----- SELECTED EXTRACT -----

Week Ending 11/9/12: Tayoun v. Mooney

Alan Schorr’s Case of The Week ending November 9, 2012

Tayoun v. Mooney, 2012 WL 5273855, Atlantic County, (App. Div. October 26, 2012)

The case of Tayoun v. Mooney was released on the same day as last week’s Case of the Week, A.D.P. v. Exxonmobil Research and Engineering Co., and was decided by the same Appellate judges. Ironically, while the A.D.P. case was strongly in favor of protection of rights under the New Jersey Law Against Discrimination, the same panel, on the same day, released this opinion which continues the recent evisceration of the New Jersey Conscientious Employee Protection Act. The continuing assault by the Appellate Division upon the CEPA follows the general principle that if reporting unlawful or fraudulent activity is a part of one’s job duties, then an employee is not protected for making the complaint.

I discussed the recent history regarding this line of cases in my Case of the Week blog for August 3, 2012, a New York case, Griffin v. City of New York, where the Eastern District of New York protected the rights of employees making such complaints.

-----

= OBJECTIVES =
a - Name every court case the Case of the Week post mentions by name, listing each one once.
b - Set down, word for word, everything in the Case of the Week post from "Tayoun v. Mooney, 2012" down to "making the complaint.".

----- EXTRACTED RECORDS -----

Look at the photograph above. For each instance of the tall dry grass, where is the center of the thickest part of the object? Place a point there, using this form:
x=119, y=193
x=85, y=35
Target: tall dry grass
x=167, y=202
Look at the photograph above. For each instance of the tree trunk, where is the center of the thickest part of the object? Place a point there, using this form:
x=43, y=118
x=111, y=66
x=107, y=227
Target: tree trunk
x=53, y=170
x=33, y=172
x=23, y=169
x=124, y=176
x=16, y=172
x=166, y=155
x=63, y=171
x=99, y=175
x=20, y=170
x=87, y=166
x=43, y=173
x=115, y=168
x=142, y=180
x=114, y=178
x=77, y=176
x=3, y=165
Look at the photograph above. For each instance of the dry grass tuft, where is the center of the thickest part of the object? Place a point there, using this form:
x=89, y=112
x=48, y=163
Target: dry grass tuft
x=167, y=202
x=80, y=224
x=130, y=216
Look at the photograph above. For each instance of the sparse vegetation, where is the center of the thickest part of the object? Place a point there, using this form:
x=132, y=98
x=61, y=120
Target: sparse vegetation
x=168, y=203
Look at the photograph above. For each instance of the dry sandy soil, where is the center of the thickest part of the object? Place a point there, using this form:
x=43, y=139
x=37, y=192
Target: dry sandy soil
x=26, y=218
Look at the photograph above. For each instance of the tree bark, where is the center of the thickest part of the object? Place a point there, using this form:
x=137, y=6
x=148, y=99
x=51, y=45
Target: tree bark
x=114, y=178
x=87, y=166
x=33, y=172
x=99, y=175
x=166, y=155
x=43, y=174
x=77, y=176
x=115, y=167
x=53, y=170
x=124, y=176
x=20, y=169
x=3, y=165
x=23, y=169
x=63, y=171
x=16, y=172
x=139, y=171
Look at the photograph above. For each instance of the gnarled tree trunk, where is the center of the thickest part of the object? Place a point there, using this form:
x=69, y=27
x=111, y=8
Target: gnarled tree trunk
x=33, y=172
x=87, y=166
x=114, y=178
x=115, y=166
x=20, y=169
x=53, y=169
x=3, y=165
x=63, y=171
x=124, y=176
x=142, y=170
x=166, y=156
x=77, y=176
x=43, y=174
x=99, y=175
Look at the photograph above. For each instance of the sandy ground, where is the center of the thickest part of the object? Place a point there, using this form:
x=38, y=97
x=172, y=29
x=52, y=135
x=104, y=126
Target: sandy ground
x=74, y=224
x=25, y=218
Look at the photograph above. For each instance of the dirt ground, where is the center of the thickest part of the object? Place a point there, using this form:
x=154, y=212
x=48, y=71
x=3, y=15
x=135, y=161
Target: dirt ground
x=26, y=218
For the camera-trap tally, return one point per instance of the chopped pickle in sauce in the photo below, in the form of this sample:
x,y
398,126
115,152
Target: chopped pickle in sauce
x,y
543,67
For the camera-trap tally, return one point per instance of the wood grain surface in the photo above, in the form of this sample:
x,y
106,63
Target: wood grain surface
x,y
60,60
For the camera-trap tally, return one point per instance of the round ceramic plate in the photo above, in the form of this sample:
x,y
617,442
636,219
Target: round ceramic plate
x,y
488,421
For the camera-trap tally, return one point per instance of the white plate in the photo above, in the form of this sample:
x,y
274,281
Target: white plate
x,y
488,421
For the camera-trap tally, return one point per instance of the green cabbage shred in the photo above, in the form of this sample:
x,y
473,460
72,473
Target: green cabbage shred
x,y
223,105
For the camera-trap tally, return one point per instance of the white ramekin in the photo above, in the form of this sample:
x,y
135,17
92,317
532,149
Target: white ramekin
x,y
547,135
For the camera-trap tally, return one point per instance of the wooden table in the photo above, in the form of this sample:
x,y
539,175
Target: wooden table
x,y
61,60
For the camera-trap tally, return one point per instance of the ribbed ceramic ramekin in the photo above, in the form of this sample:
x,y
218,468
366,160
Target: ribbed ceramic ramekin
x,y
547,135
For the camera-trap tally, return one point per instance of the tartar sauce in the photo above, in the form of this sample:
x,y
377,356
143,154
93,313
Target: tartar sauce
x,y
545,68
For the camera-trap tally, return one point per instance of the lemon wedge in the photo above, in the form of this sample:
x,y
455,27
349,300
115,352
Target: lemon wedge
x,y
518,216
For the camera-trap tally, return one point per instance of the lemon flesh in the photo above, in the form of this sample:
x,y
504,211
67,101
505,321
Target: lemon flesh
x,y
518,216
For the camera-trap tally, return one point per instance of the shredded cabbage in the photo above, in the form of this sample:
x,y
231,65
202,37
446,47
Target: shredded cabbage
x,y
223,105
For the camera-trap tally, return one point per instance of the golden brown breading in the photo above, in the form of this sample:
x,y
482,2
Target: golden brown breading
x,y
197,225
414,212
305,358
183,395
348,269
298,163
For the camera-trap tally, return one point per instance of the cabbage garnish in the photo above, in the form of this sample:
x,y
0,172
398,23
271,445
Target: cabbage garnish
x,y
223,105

-----

= WRITTEN ANSWERS =
a -
Tayoun v. Mooney
A.D.P. v. Exxonmobil Research and Engineering Co.
Griffin v. City of New York

b -
Tayoun v. Mooney, 2012 WL 5273855, Atlantic County, (App. Div. October 26, 2012)

The case of Tayoun v. Mooney was released on the same day as last week’s Case of the Week, A.D.P. v. Exxonmobil Research and Engineering Co., and was decided by the same Appellate judges. Ironically, while the A.D.P. case was strongly in favor of protection of rights under the New Jersey Law Against Discrimination, the same panel, on the same day, released this opinion which continues the recent evisceration of the New Jersey Conscientious Employee Protection Act. The continuing assault by the Appellate Division upon the CEPA follows the general principle that if reporting unlawful or fraudulent activity is a part of one’s job duties, then an employee is not protected for making the complaint.